(Items from a data source)

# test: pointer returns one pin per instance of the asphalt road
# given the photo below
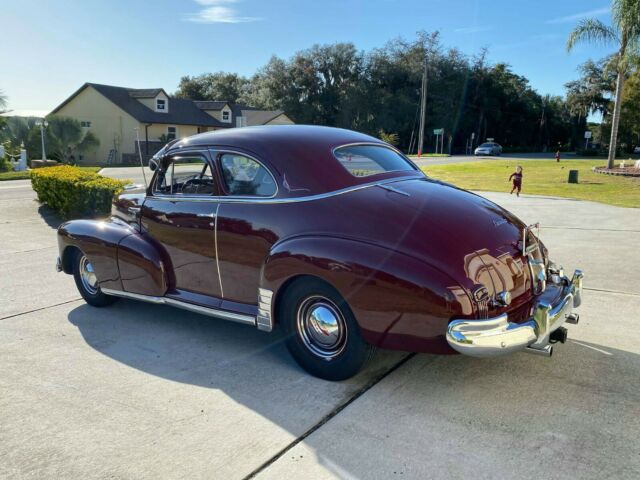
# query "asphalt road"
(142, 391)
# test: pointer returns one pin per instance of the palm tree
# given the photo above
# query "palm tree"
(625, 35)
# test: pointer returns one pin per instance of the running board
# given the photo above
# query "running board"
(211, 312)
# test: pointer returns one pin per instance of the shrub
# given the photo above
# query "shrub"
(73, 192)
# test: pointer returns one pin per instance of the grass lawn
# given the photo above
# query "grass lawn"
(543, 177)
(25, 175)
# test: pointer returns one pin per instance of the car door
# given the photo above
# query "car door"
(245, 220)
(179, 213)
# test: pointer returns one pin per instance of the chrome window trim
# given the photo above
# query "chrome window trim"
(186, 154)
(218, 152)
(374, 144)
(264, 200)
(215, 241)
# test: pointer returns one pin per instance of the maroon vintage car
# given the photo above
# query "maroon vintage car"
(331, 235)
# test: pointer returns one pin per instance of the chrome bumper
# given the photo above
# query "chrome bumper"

*Stated task*. Can you return, unchanged, the part of the data that opens with the line containing "# test: pointer returns one pin per instance of the car" and runs through the end of the data, including both ends?

*Answer to the exercise*.
# test: pointer returns one pin per instance of the car door
# given the photo above
# query "car door"
(245, 220)
(179, 213)
# test: pointer returns one pin per instance of the chrome window trim
# given the photo above
# query "chrome window trim"
(186, 154)
(218, 152)
(374, 144)
(264, 200)
(215, 241)
# test: pointer returns one pin per instance of the maroon vintage car
# given the photo above
# query "maroon vintage car"
(331, 235)
# test: pointer returns one pin per instance of the chrome bumper
# given the photo above
# query "chrome bumper"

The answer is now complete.